◆ THE PROBLEM: Quote the entries below word for word. Start at the line that contains "of the overcast" and go through the last line of the entries, including both ends.

◆ MATERIAL FOR THE TASK:
** begin **

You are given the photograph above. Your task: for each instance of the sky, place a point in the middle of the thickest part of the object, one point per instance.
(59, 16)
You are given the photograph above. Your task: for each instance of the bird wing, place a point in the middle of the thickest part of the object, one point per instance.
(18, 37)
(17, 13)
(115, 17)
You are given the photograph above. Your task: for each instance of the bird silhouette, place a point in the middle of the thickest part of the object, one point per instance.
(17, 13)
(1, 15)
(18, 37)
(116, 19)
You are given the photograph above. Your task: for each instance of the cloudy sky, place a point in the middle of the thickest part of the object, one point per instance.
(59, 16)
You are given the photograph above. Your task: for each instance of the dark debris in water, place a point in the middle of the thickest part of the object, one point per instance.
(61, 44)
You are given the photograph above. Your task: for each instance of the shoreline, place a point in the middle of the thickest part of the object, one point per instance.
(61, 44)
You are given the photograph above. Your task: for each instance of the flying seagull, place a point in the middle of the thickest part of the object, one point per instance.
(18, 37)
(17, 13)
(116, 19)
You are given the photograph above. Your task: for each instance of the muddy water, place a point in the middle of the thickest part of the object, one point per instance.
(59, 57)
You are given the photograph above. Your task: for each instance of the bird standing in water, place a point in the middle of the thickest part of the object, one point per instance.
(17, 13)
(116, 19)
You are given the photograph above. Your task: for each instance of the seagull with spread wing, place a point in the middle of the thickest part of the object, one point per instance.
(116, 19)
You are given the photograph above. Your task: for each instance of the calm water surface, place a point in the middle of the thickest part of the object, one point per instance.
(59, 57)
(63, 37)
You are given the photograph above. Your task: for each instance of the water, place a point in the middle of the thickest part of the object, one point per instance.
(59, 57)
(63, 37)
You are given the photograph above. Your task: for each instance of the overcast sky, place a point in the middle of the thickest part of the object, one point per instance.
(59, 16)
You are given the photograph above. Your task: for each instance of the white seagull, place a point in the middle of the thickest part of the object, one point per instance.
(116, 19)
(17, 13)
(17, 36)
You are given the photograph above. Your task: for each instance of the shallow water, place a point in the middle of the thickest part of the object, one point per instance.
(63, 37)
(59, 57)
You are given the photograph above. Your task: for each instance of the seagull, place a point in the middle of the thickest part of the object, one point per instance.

** end **

◆ IN RESPONSE:
You are given the photograph above. Your task: for each instance of the overcast sky, place a point in the middle of the thickest part of the object, one point per instance.
(59, 16)
You are given the photograph above. Your task: for each instance of the white seagull, place a point in the middle of the thickest part of the object, one point per instance.
(116, 19)
(17, 13)
(17, 36)
You are given the photograph above. Your task: for each instance of the shallow water, place a point in the middle of the thickest part of the object, one point per instance.
(63, 37)
(59, 57)
You are given the photograph above. Your task: for each instance of the seagull, place a point in the middle of the thickest part of the object, one point per instance.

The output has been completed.